Record set:
- - - - - - -

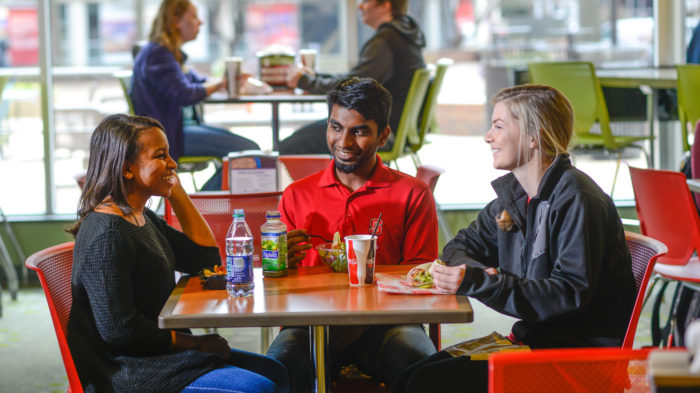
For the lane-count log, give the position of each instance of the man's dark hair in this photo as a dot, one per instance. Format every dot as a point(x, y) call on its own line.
point(366, 96)
point(398, 7)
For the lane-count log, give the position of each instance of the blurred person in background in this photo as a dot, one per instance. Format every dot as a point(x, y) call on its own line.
point(390, 57)
point(162, 85)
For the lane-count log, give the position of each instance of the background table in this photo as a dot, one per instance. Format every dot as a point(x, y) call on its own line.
point(274, 99)
point(664, 148)
point(308, 296)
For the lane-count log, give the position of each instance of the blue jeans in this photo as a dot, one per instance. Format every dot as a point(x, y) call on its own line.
point(204, 140)
point(246, 373)
point(381, 351)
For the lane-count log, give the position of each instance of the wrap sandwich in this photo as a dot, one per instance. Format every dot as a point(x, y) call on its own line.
point(421, 276)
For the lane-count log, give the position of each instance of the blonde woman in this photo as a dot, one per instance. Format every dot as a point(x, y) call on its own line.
point(162, 85)
point(550, 250)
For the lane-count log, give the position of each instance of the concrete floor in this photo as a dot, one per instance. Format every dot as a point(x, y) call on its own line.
point(30, 360)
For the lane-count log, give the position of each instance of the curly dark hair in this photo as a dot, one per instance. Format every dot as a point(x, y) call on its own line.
point(366, 96)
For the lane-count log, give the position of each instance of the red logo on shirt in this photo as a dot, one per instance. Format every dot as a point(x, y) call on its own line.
point(379, 223)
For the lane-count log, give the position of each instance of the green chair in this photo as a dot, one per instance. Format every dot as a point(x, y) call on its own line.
point(185, 164)
point(409, 117)
point(579, 83)
point(428, 118)
point(688, 86)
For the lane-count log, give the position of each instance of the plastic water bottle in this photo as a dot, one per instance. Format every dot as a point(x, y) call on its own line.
point(274, 245)
point(239, 257)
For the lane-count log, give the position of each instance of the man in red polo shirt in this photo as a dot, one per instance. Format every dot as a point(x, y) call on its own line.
point(348, 197)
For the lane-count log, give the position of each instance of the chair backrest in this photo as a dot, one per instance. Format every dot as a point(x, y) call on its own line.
point(428, 118)
point(687, 86)
point(302, 165)
point(695, 159)
point(53, 266)
point(217, 209)
point(124, 78)
point(666, 212)
point(429, 174)
point(580, 370)
point(578, 82)
point(644, 252)
point(409, 115)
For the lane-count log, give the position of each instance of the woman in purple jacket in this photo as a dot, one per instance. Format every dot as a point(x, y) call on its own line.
point(162, 85)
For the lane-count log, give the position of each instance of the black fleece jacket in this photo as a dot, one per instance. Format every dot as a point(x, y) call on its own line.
point(390, 56)
point(564, 267)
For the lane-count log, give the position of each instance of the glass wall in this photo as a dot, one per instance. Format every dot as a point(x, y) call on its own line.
point(90, 40)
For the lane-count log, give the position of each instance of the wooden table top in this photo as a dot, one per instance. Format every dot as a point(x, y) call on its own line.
point(277, 96)
point(308, 296)
point(657, 78)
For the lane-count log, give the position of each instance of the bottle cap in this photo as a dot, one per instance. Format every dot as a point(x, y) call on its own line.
point(273, 214)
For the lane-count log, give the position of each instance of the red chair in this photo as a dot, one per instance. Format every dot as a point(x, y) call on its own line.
point(53, 266)
point(645, 251)
point(580, 370)
point(300, 166)
point(430, 174)
point(666, 212)
point(217, 209)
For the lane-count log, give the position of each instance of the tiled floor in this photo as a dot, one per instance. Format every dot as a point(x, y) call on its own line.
point(30, 360)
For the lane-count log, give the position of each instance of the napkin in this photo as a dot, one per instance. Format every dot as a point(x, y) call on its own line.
point(252, 86)
point(398, 284)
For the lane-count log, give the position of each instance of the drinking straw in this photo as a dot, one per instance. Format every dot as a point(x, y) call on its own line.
point(376, 225)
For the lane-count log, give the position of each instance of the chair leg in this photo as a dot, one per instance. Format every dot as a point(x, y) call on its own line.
point(434, 333)
point(617, 170)
point(416, 159)
point(650, 289)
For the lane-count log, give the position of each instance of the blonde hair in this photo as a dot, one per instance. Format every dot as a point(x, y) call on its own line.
point(163, 31)
point(544, 114)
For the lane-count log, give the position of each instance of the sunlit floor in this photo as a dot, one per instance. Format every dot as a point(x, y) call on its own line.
point(30, 361)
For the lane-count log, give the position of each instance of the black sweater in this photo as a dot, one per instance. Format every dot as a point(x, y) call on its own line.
point(564, 268)
point(122, 276)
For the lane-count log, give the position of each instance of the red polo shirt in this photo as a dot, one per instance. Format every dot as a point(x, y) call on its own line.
point(406, 234)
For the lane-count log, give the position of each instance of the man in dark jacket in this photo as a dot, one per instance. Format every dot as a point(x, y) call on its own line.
point(390, 56)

- - - - - - -

Work to do: Can you rewrite the stretch from the line containing "of the sunlit" through the line containing "point(122, 276)", reproducing every line with the wording lines unchanged but each point coordinate in the answers scaled by 0.2 and rounded to a whole number, halves rounding up?

Answer to the exercise:
For the lane-count log, give the position of each instance of the sunlit floor in this photo as a dot, one per instance. Format every dot as a point(x, y) call on its own line.
point(6, 72)
For the lane-count log, give the position of each instance of the black sweater in this photo as a dot, one per instance. Format every dot as a point(x, y) call on its own line.
point(113, 54)
point(24, 55)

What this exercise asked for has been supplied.